Excerpt provided:
*****

# Furness withy



## Roger Squires

I am trying to find information on my Grandfather who was a Chief engineer with Furness Withy .His name was Herbert Squires And sailed on the Newfoundland and Nova Scotia (last known ships) and i believe he also was chief on a hospital ship in ww2.any leads to where i could find crew lists etc.
Thanks Roger Squires


----------



## Roger Griffiths

Hello,
A few guides to help you in you research
http://www.nationalarchives.gov.uk/catalogue/RdLeaflet.asp?sLeafletID=129
http://www.nationalarchives.gov.uk/catalogue/RdLeaflet.asp?sLeafletID=131#9
http://www.plimsollshipdata.org/
http://www.miramarshipindex.org.nz/
Get back if you need any help.

Roger
PS I don't know if this is your man
http://www.nationalarchives.gov.uk/...asp?Edoc_Id=4504824&queryType=1&resultcount=1


----------



## ray1buck1

Hello Roger
There is a Herbert Squires whos approx Dob is 1889 ish as Ch Engineer aboard Incemore and the Oakmore back in 1918 to 1927 if you subscribe to ancestry you will be able to access the US manifests for further details 
There is also a Herbert Squires as a DBS on the Baltic in 1924 age 36 as an engineer address is given as 22 Woodville Ave Gt Crosby Liverpool
Ray


----------



## John Phillips

Just completed registration. Looking forward to many hours of nostalgia.


----------

*****

Given information:
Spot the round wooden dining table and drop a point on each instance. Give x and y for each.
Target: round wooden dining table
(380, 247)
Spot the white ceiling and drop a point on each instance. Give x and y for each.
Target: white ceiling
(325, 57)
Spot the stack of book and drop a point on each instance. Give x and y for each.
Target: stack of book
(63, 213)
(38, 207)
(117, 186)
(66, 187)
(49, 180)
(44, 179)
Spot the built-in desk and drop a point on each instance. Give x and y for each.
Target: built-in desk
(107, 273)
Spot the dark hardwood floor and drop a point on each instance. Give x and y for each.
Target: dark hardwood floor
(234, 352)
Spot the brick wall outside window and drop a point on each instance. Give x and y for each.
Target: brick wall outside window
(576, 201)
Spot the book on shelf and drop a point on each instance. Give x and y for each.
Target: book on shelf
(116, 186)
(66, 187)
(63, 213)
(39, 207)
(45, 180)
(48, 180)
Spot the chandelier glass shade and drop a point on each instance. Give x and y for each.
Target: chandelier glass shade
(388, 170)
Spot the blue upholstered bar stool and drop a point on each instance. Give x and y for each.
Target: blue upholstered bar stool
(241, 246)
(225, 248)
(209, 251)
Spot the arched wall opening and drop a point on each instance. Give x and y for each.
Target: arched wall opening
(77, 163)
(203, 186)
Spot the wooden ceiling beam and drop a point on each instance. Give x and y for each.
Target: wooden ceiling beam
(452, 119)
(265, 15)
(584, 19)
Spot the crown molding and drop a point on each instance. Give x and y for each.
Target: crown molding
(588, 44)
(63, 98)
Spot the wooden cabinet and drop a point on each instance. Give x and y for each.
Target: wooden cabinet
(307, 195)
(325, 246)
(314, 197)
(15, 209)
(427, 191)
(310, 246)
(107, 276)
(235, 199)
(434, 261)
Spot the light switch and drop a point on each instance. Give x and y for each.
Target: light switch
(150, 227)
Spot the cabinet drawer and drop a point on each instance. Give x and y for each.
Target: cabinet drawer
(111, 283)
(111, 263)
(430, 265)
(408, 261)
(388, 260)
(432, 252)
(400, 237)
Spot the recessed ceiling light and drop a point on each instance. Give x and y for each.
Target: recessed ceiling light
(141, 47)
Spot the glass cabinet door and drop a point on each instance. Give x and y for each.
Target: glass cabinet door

*****

Task 1: In the Furness Withy thread, what address is given for the Herbert Squires listed on the Baltic in 1924?
Task 2:
For each statement, say whether it agrees with the Furness Withy thread, and quote the words that decide it.
(a) Herbert Squires was a Chief engineer with Furness Withy.
(b) The Herbert Squires aboard the Incemore and the Oakmore is placed there from 1918 to 1927.
(c) The Herbert Squires on the Baltic in 1924 is recorded as 40 years old.
The lines play no part in the tasks here.

Exercise solution 1: 22 Woodville Ave Gt Crosby Liverpool

Exercise solution 2:
(a) Yes: "was a Chief engineer with Furness Withy"
(b) Yes: "aboard Incemore and the Oakmore back in 1918 to 1927"
(c) No: "on the Baltic in 1924 age 36"